• [EXERCISE AIM]:
Format the records below as a two-column CSV with the headers "text" and "points," writing one row per record. Put each record's wording and its coordinates in their own quoted fields, with line breaks turned into spaces.

Position annotation records
....

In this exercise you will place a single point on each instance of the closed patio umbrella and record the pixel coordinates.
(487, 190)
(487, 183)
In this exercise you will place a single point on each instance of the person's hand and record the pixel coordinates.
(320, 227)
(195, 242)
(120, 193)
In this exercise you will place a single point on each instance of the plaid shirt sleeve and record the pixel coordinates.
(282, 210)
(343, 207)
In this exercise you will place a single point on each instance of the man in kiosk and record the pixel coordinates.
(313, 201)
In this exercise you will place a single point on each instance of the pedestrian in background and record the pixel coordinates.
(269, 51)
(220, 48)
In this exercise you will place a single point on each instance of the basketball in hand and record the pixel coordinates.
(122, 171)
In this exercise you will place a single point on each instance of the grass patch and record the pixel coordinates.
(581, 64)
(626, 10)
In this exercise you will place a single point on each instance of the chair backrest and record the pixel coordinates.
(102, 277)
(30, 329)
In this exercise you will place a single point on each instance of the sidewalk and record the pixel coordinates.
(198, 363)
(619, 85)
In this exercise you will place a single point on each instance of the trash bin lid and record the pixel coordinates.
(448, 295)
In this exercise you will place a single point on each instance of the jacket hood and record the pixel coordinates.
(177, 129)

....

• [EXERCISE RESULT]:
text,points
"In this exercise you will place a single point on each instance of the closed patio umbrella and record the pixel coordinates.","(487, 190) (487, 183)"
"In this exercise you will place a single point on each instance of the person's hand and record the pixel coordinates.","(320, 227) (195, 242) (120, 193)"
"In this exercise you will place a single point on each instance of the plaid shirt sleeve and record the pixel coordinates.","(282, 210) (343, 207)"
"In this exercise you will place a single point on each instance of the man in kiosk and record the pixel coordinates.","(313, 201)"
"In this exercise you will place a single point on each instance of the pedestrian in background and record the pixel coordinates.","(269, 51) (220, 48)"
"In this exercise you will place a single point on each instance of the basketball in hand and record the pixel coordinates.","(122, 171)"
"In this exercise you will place a single point on each instance of the grass patch and record the pixel coordinates.","(581, 64) (626, 10)"
"In this exercise you will place a single point on each instance of the chair backrest and record the pixel coordinates.","(102, 277) (30, 329)"
"In this exercise you will place a single point on each instance of the sidewalk and record the pixel coordinates.","(198, 363) (619, 85)"
"In this exercise you will place a single point on each instance of the trash bin lid and record the pixel coordinates.","(448, 295)"
"In this exercise you will place a single point on each instance of the jacket hood and record the pixel coordinates.","(177, 129)"